The records must be returned word for word.
╔══
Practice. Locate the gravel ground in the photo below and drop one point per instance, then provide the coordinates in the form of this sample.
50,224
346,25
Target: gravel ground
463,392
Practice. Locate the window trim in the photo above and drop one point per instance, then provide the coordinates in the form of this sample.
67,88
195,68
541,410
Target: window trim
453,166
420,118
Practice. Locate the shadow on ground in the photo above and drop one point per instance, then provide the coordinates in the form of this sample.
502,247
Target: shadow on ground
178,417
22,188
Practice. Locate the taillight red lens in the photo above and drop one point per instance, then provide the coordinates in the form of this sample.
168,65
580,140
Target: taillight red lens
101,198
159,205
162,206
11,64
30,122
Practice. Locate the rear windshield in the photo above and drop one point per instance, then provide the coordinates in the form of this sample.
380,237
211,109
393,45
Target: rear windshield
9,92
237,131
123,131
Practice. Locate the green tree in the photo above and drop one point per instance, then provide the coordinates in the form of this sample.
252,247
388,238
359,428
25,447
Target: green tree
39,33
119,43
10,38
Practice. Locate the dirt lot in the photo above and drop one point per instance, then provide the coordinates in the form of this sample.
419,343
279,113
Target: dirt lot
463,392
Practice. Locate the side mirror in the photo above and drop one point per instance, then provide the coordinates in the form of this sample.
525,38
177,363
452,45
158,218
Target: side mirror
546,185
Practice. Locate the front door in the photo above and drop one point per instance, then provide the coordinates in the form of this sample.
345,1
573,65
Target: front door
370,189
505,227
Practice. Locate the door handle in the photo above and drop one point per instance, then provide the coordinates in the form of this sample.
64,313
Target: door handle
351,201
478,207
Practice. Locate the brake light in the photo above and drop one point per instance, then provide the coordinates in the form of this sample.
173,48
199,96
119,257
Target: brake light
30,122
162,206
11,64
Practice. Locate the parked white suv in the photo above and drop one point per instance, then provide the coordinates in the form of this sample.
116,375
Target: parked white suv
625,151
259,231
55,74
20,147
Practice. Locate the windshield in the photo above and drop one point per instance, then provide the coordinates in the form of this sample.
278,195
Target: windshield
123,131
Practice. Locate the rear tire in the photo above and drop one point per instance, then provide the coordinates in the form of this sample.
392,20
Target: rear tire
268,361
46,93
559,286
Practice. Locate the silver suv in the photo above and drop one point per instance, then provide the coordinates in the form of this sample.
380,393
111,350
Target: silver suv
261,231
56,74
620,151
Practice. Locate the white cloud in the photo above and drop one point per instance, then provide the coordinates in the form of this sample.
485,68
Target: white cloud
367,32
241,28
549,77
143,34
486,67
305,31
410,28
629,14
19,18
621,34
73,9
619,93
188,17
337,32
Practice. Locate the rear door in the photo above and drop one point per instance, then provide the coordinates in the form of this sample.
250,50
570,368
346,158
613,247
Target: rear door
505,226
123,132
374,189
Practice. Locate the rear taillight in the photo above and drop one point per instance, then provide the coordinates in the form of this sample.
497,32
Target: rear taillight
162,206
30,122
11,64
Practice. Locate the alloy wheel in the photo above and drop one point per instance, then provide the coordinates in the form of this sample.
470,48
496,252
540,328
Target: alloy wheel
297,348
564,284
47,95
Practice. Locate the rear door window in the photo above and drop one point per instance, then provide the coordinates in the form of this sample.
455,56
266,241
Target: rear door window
╚══
• **SOLVED EXERCISE**:
Practice. Locate the gravel ground in the photo below and drop one point per instance, then provide the coordinates in the form of this sample.
50,224
346,25
Target: gravel ground
463,392
Practice. Locate the window trim in the photo above and drop one point per instance, then provide the coordinates in the form of this sample.
67,88
195,68
541,410
Target: window trim
453,166
420,118
Practice. Locate the shadow on ground in the photo above and drop one point per instance, then provide the coordinates in the form of this sample.
502,247
Target: shadow on ground
178,417
22,188
Practice. Locate the taillight red lens in the photo above and drop one point per instance, then provide the coordinates in the form of this sample.
168,65
580,140
Target: taillight red lens
101,198
159,205
162,206
11,64
30,122
Practice. Locate the rear windshield in the photo above and drop one point per instance, then provide the coordinates in the form of this sample.
380,237
211,109
393,45
Target: rear windshield
9,92
237,131
123,131
Practice. Locate the green tree in the photo above and drop one point per instance, then provide the coordinates in the form of this sample.
252,247
388,238
359,428
25,447
Target: green tree
39,33
119,43
10,38
Practice. Locate the dirt lot in the photo above and drop one point per instance, then provide the coordinates in the form of this sample.
419,343
279,113
Target: dirt lot
463,392
Practice. Locate the side mirror in the photo above and drop one point per instance, then provide the coordinates in the form of this sample.
525,38
177,363
452,45
158,218
Target: side mirror
546,185
Practice. Locate the front door in the photo above and drop one point per instance, then provide the coordinates in the form of this sample.
345,1
573,65
Target: front door
370,189
505,227
Practice. Locate the door handle in the photo above and drop one point per instance, then provide the coordinates in the form of this sample.
64,313
Target: door handle
351,201
478,207
Practice. Locate the brake light in the photo above and drop one point per instance, then provide the coordinates in the form of this sample.
173,48
199,96
119,257
Target: brake light
30,122
162,206
11,64
Practice. Locate the parked white suv in the photo above and drop one point per instance, then provide the coordinates in the form of this sample.
116,375
Target: parked white suv
625,151
259,231
55,74
20,147
Practice. Locate the windshield in the photo above and drop one point per instance, then provide the coordinates in the form of this sample.
278,195
Target: windshield
123,131
Practice. Locate the rear tire in the photo above and drop one point per instance, then provide the coordinates in the form of this sample.
392,20
Target: rear tire
268,361
46,93
559,286
Practice. Locate the silver suv in the photo above and drop one point per instance, then provide the coordinates in the form of this sample.
380,393
111,350
Target: silver suv
261,231
56,74
620,151
Practice. Locate the white cloud in the photo above and drop one point per instance, then provide the coordinates in the form of this sample.
485,68
Target: white cloud
367,32
241,28
549,77
143,34
486,67
305,31
410,28
629,14
19,18
621,34
73,9
619,93
188,17
337,32
Practice. Locate the rear door in the photo above and drop one point per instance, then provide the coordinates in the form of this sample.
250,50
570,368
346,158
613,247
Target: rear door
505,226
123,132
374,189
Practice. Locate the rear taillight in the photo above and drop one point per instance, then provide the coordinates in the form of this sample.
497,32
Target: rear taillight
162,206
30,122
11,64
Practice. Locate the alloy wheel in the photo above and drop one point per instance, then provide the coordinates in the form of this sample.
470,48
496,252
540,328
Target: alloy wheel
297,348
564,284
47,95
Practice. Locate the rear door window in the photo above and drop one point per instance, then provide the coordinates in the form of this sample.
455,56
266,241
Target: rear door window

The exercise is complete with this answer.